REQUIRED WORK
Quote all of the data below exactly, please.

Items from a data source:

▼▼▼

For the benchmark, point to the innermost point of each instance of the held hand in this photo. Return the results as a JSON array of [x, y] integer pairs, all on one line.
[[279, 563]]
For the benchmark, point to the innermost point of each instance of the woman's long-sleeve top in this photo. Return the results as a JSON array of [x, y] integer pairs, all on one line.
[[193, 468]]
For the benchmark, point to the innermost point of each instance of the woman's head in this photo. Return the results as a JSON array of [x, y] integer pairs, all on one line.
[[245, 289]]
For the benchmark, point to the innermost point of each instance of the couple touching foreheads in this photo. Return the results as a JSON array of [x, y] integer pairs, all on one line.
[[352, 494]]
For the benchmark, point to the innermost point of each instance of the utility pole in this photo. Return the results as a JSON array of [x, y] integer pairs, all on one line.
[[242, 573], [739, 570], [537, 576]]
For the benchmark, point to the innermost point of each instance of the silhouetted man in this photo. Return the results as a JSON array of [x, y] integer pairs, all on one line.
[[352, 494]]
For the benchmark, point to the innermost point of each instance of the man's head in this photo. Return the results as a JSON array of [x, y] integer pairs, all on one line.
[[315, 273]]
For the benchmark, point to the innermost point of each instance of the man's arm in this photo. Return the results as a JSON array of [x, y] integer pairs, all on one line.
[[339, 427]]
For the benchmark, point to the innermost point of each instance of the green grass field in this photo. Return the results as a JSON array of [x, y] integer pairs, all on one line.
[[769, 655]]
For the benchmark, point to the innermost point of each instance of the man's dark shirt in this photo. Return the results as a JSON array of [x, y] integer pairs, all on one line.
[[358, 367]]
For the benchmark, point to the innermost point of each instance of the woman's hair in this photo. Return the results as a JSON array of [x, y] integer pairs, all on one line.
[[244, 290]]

▲▲▲

RIGHT ANSWER
For the benchmark, point to the innermost point of each instance of the held hand in this photo. Return the results as a JSON array of [x, y] integer pairs, all on one line.
[[279, 563]]
For the benchmark, point to the innermost point of each instance of the woman's long-sleeve top in this photo. Return the results as a JSON array of [x, y] integer pairs, all on one line.
[[193, 468]]
For the benchmark, point to the innermost point of each instance of the woman's head in this photo. Return the results as a JSON array of [x, y] integer pairs, all on one line.
[[245, 289]]
For the benchmark, point to the innermost point of each instance of the couple touching foreheads in this photo. Return the results as a JSON array of [x, y] integer pairs, all on one line.
[[352, 494]]
For the benchmark, point to the innermost point of each instance of the utility pole in this photo. Return the results as a JSON array of [x, y] integer pairs, all on one line.
[[242, 573], [739, 570], [537, 576]]
For the benchmark, point to the innermost point of each instance of the silhouetted man in this photo. Return the results as a JSON array of [x, y] integer pairs, all on one line.
[[352, 494]]
For the benchmark, point to the innermost point of each instance of the man's head in this photo. Return the results as a JSON array of [x, y] integer pairs, all on one line.
[[315, 273]]
For the benchmark, point to the innermost point of each instance of the man's arm in this photo. Return the results as a JSON array of [x, y] integer pairs, all on one line.
[[339, 427]]
For the benchmark, point to the innermost point of each instance of the green grass field in this photo. Return the results as a JSON array of [x, y] integer pairs, all on one line.
[[769, 655]]
For the benchmark, point to the innermost point of each instance of the man's dark shirt in this photo. Return the results as a JSON array of [x, y] integer pairs, all on one line.
[[358, 367]]
For the benchmark, point to the innermost point of each instance of the woman's hair in this photo. Return the results as a JSON array of [x, y] integer pairs, all on one line.
[[244, 290]]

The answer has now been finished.